DOCUMENT SECTION ->
---+---

Trends in Monitoring H2S Hazards
We’ve seen an increase in the overall quality of systems that are more reliable, robust, and require much less maintenance.
- By Keith Rhodes
- Jul 01, 2012
As the price of oil pushes towards all-time highs, domestic land-based exploration and production are at near-record levels, particularly in the various shale formations throughout the United States. The largest shale drilling sites are located in remote areas of Texas, the Dakotas, and Pennsylvania, among other states. One of the dominant hazards associated with drilling in the shale formations is the prevalence of high concentrations of hydrogen sulfide (H2S), which occurs naturally in crude oil and gas.
In high concentrations, H2S is extremely toxic. It has an Immediately Dangerous to Life and Health (IDLH) threshold of 100 ppm. Several of the shale formations contain high concentrations of H2S, posing a threat to human life in and around the drilling sites.
To mitigate this threat, E&P companies routinely deploy area gas monitoring systems on their sites. Drilling typically takes place in very remote and uninhabited forested areas. Historically, one of the most common challenges in utilizing permanently mounted monitoring systems was lack of power at the site where the system would be mounted. Products recently have been developed that specifically address some of the unique applications in detecting H2S and combustible gases in remote drilling locations with limited power availability.
Products released in 2011 are capable of being powered by batteries or solar power stations, utilizing state-of-the-art sensing technologies for the detection of toxic gases. Highly customizable for individual applications, these products have entity approval through CSA and are suitable for Class I Division I or Class I Division 2 areas.
Three Trends to Watch
Versatile products with wireless transmission: E&P companies demand systems that can be quickly deployed, can monitor up to 16 remote areas around a drilling site, and report back to a central controller. Wireless solutions are growing for the oil and gas industry for good reasons:
1) The limitations and cost of wired systems can be eliminated, enabling more flexibility for users to monitor and control devices remotely.
2) Wells, lift stations, storage tanks, and other points within a site can be accessed by end users without the expense of running wire or fiber.

---+---

PROVIDED INFORMATION ->
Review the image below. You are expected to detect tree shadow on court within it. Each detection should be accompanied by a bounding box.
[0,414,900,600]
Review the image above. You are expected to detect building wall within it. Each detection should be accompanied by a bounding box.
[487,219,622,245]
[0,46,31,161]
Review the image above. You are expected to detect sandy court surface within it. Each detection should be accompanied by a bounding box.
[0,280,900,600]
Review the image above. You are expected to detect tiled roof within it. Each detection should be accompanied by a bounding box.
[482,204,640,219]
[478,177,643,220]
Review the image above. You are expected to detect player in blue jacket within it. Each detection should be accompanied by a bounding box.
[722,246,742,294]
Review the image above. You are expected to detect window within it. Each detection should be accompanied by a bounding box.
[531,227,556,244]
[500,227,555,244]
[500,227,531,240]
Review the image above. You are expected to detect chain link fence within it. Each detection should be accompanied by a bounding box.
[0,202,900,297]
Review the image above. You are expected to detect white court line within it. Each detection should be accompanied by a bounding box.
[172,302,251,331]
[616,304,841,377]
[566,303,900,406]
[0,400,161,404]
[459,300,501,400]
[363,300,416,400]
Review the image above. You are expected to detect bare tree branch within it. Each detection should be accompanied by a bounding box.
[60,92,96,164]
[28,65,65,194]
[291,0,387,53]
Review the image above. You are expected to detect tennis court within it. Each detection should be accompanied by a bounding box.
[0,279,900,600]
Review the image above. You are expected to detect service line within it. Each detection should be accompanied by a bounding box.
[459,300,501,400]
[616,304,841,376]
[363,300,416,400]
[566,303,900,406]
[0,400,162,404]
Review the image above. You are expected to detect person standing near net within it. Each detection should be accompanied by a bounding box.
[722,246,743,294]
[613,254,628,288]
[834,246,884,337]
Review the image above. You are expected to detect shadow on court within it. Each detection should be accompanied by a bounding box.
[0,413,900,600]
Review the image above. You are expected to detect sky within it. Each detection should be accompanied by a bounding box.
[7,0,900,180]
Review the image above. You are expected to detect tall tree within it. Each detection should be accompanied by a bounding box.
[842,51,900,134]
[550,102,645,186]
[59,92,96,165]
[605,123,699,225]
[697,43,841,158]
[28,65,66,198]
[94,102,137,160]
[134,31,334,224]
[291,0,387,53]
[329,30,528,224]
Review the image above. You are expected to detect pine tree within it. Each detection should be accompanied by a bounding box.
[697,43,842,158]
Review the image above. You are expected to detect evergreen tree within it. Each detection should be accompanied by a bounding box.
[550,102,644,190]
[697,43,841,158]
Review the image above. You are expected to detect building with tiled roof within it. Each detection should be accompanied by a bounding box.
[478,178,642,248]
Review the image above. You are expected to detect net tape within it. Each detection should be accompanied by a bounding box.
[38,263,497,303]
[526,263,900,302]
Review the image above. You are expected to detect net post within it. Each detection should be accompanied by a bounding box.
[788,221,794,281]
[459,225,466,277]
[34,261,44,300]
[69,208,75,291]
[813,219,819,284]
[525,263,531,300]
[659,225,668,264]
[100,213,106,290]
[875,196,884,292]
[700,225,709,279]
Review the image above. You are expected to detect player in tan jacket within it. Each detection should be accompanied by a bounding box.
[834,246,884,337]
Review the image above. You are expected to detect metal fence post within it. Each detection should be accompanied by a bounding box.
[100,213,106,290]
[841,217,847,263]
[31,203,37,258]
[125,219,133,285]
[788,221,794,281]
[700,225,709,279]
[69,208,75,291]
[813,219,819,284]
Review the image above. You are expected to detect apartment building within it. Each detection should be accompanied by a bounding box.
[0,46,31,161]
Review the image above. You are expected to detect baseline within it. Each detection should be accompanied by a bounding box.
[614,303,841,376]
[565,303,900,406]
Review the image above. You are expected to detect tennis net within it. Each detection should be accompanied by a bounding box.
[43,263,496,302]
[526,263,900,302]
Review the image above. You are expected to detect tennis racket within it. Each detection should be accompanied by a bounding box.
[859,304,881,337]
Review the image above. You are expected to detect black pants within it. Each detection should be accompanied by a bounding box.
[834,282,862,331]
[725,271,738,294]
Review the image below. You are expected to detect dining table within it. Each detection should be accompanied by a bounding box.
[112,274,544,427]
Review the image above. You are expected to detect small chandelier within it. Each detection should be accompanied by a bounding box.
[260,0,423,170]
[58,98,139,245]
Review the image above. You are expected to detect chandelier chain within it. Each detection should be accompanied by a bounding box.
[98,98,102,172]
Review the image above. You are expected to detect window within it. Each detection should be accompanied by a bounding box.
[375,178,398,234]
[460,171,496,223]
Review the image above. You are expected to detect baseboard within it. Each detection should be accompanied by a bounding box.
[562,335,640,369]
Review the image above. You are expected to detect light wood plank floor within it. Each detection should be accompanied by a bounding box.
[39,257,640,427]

---+---

WHAT IS EXPECTED ->
In the article on monitoring H2S hazards, what is the Immediately Dangerous to Life and Health threshold for hydrogen sulfide?

WRITTEN SOLUTION ->
100 ppm